*** Trecho da página ***

Porque a realidade é só a matéria-prima da arte, não é a arte em si; e se ‘a vida imita a arte’, é por usá-la como farol. Ilumina. Abre os olhos. Dissipa nevoeiros.  A ciência nos ensina como percorrer o caminho, mas é a arte que nos orienta.


(continua)





30 de setembro de 2015

Sobre "A Lula e o Zeppelin" (II)

Sobre “A Lula e o Zeppelin” (II)

Continuando, antes alertando, porém, que o texto, como um todo, pode parecer um pouco truncado; mas, como falei na postagem anterior, quero abordar uma variedade relativamente grande de comentários.
Em nenhum momento eu fui (ou pretendi ir) além de simplesmente contar uma história; história essa, aliás, que a mídia inteira também está contando, juntamente com um monte de outras pessoas através da internet. Não sou só eu. Mesmo as coisas que fui deduzindo ao compor a letra, hoje me parecem comuns a várias outras pessoas. O que há de diferente, no meu caso, é só a forma, a maneira de contar, de contar o que já está na boca ou nos ouvidos do país inteiro. Não propus nada, não instiguei nada, não pleiteei nada, não pedi nada. Concluíram, sei lá com base em quê, que eu queria impeachment, renúncia, intervenção militar, golpe de Estado, rebelião... Não pedi nada. A única parte que pode ser interpretada como estando perto de eu ter pedido alguma coisa está no final da letra, quando eu falo em ‘sensatez’ e ‘liberdade’; mas falo de coisas que é preciso ter agora, enquanto elementos que considero necessários para a atual situação; não peço, mas isso pode, sim, ser interpretado como um pedido. Mesmo o ‘joga pedra’ e o ‘joga bosta’ não é um pedido, é só a expressão manifesta de um sentimento; e coletivo, pelo jeito (alguém aí concluiu que o Chico Buarque, na letra original, pedia que a Geni fosse apedrejada ou embosteada?).
Não pedi nada, repito. E se pedi foi só sensatez e liberdade.

*** Material ***

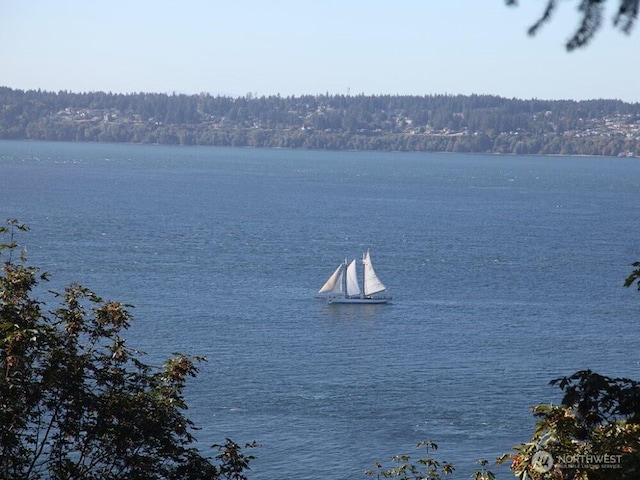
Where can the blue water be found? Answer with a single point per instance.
(506, 272)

***

## O que fazer
**a.** No trecho sobre “A Lula e o Zeppelin”, o que o autor afirma ter pedido, caso tenha pedido alguma coisa?
**b.** Escreva a continuação do texto sobre “A Lula e o Zeppelin”, começando logo após a última frase apresentada.
Os dados formam um material à parte, separado do trecho da página.

## Respostas finais
**a.** Só sensatez e liberdade.

**b.**
Também não analisei nada, a não ser a coerência entre as estrofes que fazia e as informações sobre fatos aos quais eu tinha (e tenho) acesso. Alguns levaram a coisa para o campo ideológico (vou esmiuçar essa questão mais adiante, mas já adianto que errou feio quem concluiu que eu, por criticar alguém que se diz de esquerda, esteja defendendo a direita); em nenhum momento eu cheguei sequer remotamente perto de fazer qualquer referência, ainda que indireta, a alguma ideologia, qualquer que seja ela. Mas fui rotulado de reacionário, conservador, direitista, fascista, e mais um monte de outros conhecidíssimos adjetivos que a pseudo-esquerda brasileira gosta de atribuir aos outros. Não sou nada disso, nunca fui; fascismo e tudo o que lhe pode ser sequer semelhante me enoja, me dá náuseas, e qualquer estudante que seja ou já tenha sido meu aluno pode atestar isso. E se algum deles pensou isso de mim errou, me interpretou mal, não compreendeu o que fiz; e é por isso, em parte, que publico esta justificativa. Como professor, sinto-me na obrigação de esclarecer (já tentei isso em breves textos em algumas redes sociais, mas pelo jeito não surtiu muito efeito). Ainda vou retornar a esta questão político-ideológica, repito.
O que eu fiz foi arte, não política. Contei uma história através de rimas e versos dentro de uma música. E isso, até onde eu sei, é arte; pode ser medíocre ou não, mas é arte, uma interpretação esteticamente estruturada das coisas. Usei a política como enredo, sim, e isso é evidente; mas não foi no aspecto partidário ou ideológico, foi no aspecto moral. É previsível que a letra, envolvendo fenômenos políticos, acabe por ser usada para fins políticos, isso é óbvio, não sou ingênuo a ponto de não ter pensado nisso antes de fazê-la e publicá-la (tanto que eu termino o vídeo com a expressão, em latim, “a sorte está lançada”); porque não há como saber de antemão, exatamente, que impacto uma determinada obra vai ter; as previsões são vagas, não exatas (eu imaginava que iria provocar polêmicas políticas, por exemplo, mas saber exatamente quais estava fora de alcance; tanto que estou tentando me explicar; e não é o ‘Pupo compositor’ quem faz isso, é o ‘Pupo professor’).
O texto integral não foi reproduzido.